**TASK GOAL:**
Reproduce the passage below on the Eagle Plant agreement and the East Texas recovery settlement in full, word for word.

On August 1, 2011, we reached an agreement with DCP Midstream, LLC for us to construct a 200 MMcf/d cryogenic natural gas processing plant, or the Eagle Plant, in the Eagle Ford shale which represents an investment of approximately $120.0 million. In support of our construction of the Eagle Plant, we entered into a 15 year fee-based processing agreement with an affiliate of DCP Midstream, LLC, which provides us with a fixed demand charge for 150 MMcf/d along with a throughput fee on all volumes processed. The processing agreement commences with commercial operations of the new plant, which is expected to be online by the fourth quarter of 2012. In conjunction with the agreement, we also entered into a purchase and sale agreement with DCP Midstream, LLC to purchase certain tangible assets and land located in the Eagle Ford Shale for $23.4 million.

During the three months ended September 30, 2011, East Texas received cash and recognized $0.8 million in business interruption recoveries, and received $7.0 million in cash for the business interruption recoveries that were recognized in the second quarter of 2011 related to the first quarter 2009 fire that was caused by a third party underground pipeline rupture outside of our property, or collectively the East Texas recovery settlement. We have allocated the $0.8 million recoveries based upon relative ownership percentages at the time the losses were incurred and for the three months ended September 30, 2011, recorded $0.8 million to our condensed consolidated statement of operations in “sales of natural gas, propane, NGLs and condensate”, with $0.4 million representing DCP Midstream, LLC’s portion in “net income attributable to noncontrolling interests”.

**EXTRACTED ENTRIES:**

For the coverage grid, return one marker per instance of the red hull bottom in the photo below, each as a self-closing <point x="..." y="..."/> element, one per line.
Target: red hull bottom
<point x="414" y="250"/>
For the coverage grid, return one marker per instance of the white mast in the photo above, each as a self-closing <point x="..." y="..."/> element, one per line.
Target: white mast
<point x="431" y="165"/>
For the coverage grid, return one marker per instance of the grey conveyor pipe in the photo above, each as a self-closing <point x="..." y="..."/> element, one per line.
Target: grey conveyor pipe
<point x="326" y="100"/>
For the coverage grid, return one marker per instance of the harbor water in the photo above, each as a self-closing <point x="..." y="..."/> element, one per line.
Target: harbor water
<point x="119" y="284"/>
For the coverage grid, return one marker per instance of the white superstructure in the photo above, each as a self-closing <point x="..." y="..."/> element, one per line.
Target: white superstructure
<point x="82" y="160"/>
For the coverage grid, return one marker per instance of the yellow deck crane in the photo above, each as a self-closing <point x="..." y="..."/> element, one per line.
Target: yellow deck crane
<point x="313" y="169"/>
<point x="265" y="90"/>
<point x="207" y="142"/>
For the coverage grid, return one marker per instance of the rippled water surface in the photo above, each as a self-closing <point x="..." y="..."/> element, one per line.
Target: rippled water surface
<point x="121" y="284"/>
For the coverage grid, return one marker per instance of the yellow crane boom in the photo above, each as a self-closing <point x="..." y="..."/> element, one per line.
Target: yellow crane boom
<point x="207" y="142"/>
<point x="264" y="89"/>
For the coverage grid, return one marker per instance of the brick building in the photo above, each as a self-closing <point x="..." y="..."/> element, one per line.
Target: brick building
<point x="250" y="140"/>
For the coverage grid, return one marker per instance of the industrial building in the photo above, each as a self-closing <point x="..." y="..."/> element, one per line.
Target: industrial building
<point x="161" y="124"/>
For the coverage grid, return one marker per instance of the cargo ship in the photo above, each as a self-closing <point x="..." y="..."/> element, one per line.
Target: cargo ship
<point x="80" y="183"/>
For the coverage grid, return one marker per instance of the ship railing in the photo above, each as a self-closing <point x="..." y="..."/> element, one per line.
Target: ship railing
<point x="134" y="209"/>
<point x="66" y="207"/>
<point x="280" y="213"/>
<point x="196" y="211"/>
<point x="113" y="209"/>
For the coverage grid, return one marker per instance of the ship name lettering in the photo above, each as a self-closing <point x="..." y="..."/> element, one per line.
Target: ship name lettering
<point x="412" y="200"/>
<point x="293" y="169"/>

**ANSWER TO THIS TASK:**
On August 1, 2011, we reached an agreement with DCP Midstream, LLC for us to construct a 200 MMcf/d cryogenic natural gas processing plant, or the Eagle Plant, in the Eagle Ford shale which represents an investment of approximately $120.0 million. In support of our construction of the Eagle Plant, we entered into a 15 year fee-based processing agreement with an affiliate of DCP Midstream, LLC, which provides us with a fixed demand charge for 150 MMcf/d along with a throughput fee on all volumes processed. The processing agreement commences with commercial operations of the new plant, which is expected to be online by the fourth quarter of 2012. In conjunction with the agreement, we also entered into a purchase and sale agreement with DCP Midstream, LLC to purchase certain tangible assets and land located in the Eagle Ford Shale for $23.4 million.

During the three months ended September 30, 2011, East Texas received cash and recognized $0.8 million in business interruption recoveries, and received $7.0 million in cash for the business interruption recoveries that were recognized in the second quarter of 2011 related to the first quarter 2009 fire that was caused by a third party underground pipeline rupture outside of our property, or collectively the East Texas recovery settlement. We have allocated the $0.8 million recoveries based upon relative ownership percentages at the time the losses were incurred and for the three months ended September 30, 2011, recorded $0.8 million to our condensed consolidated statement of operations in “sales of natural gas, propane, NGLs and condensate”, with $0.4 million representing DCP Midstream, LLC’s portion in “net income attributable to noncontrolling interests”.